• What is being asked:
Rewrite every line of the records below in full, but increase each coordinate in the answer points by 84.

[Begin Given records]

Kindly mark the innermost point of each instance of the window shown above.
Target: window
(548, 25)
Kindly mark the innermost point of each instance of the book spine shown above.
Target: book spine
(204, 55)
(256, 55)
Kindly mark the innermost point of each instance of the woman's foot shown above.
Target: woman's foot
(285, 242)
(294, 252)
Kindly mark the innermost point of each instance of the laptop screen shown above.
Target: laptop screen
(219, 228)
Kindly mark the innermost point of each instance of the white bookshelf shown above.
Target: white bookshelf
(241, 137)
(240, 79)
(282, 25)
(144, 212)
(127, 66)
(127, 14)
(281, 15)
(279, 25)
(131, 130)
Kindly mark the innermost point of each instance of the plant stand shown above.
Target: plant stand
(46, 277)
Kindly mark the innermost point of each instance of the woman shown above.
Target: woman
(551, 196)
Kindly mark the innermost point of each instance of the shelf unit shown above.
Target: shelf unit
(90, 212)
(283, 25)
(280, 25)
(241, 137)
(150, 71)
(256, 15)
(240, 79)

[End Given records]

• Solution:
Kindly mark the innermost point of each instance of the window shown above.
Target: window
(632, 109)
Kindly mark the innermost point of each instance of the book spine shown above.
Target: book spine
(288, 139)
(340, 139)
Kindly mark the innermost point of each instance of the woman's foot shown above.
Target: woman's foot
(369, 326)
(378, 336)
Kindly mark the innermost point of each instance of the laptop screen shown above.
Target: laptop screen
(303, 312)
Kindly mark the innermost point of each instance of the white bookshelf shown above.
Target: white bookshelf
(325, 221)
(324, 163)
(366, 109)
(228, 296)
(211, 150)
(211, 98)
(365, 99)
(363, 109)
(215, 214)
Kindly mark the innermost point of each instance of the plant stand shown above.
Target: plant stand
(130, 361)
Kindly mark the innermost point of each instance of the woman shown above.
Target: woman
(635, 280)
Kindly mark the innermost point of each instance of the shelf unit shown above.
Target: shelf unit
(174, 296)
(367, 109)
(364, 109)
(325, 221)
(234, 155)
(340, 99)
(324, 163)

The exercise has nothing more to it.